TASK DETAILS: Search the data below for lines that include the word "flare" and state how many there are, nothing else.

DATA RECORDS:
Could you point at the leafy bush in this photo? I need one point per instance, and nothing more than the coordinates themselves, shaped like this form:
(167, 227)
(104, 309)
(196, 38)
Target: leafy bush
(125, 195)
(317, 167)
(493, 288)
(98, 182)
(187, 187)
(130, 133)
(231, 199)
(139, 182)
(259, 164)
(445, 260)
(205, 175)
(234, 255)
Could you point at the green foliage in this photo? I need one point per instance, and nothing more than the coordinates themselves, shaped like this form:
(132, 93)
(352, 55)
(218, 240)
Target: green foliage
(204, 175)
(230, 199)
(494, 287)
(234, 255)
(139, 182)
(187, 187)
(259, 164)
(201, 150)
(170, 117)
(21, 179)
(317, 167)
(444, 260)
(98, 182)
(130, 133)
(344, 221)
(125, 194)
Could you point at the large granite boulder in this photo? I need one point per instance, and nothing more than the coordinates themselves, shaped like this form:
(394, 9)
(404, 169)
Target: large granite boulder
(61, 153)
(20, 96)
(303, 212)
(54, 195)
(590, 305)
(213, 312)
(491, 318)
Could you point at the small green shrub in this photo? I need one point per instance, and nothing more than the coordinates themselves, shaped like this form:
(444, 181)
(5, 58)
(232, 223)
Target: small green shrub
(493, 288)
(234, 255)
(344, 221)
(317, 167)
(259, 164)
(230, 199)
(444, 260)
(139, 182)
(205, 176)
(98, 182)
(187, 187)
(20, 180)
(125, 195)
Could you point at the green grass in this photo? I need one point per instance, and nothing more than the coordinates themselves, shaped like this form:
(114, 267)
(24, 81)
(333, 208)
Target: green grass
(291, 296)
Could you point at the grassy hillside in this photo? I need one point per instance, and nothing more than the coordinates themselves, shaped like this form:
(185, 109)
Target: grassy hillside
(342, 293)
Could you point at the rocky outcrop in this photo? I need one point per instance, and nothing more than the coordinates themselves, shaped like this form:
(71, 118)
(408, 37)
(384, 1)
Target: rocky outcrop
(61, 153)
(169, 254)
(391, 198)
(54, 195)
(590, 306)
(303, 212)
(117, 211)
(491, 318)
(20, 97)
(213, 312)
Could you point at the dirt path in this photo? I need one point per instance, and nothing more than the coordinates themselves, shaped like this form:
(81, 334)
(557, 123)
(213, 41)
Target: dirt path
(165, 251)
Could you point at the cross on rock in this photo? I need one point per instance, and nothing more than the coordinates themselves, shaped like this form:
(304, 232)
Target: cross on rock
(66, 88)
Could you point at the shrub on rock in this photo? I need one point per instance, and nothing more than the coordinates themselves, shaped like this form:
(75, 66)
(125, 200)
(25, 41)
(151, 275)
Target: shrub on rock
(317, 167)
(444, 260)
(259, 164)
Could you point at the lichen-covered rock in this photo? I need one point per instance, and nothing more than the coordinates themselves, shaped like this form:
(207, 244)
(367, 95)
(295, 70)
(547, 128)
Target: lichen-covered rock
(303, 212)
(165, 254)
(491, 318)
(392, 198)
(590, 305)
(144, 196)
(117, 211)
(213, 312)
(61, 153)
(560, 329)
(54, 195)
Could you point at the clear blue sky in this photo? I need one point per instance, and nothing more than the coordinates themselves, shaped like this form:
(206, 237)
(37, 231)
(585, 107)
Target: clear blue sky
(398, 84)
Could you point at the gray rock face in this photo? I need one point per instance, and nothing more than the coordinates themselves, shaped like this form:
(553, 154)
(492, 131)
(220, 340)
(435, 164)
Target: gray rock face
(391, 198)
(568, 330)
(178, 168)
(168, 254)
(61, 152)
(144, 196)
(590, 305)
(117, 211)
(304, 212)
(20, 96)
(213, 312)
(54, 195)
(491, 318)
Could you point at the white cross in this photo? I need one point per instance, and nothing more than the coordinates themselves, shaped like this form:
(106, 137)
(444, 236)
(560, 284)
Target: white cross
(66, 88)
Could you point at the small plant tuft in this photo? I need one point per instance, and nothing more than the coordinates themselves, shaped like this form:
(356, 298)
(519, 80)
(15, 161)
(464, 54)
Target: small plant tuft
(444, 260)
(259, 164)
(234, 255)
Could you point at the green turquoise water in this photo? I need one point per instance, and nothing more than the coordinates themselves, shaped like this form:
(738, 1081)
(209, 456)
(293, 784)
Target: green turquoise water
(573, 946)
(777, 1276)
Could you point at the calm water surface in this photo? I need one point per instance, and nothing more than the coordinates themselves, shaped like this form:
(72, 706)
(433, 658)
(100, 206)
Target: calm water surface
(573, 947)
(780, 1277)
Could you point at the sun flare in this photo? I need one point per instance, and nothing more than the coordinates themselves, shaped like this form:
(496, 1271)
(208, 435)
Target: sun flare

YOUR SOLUTION: 2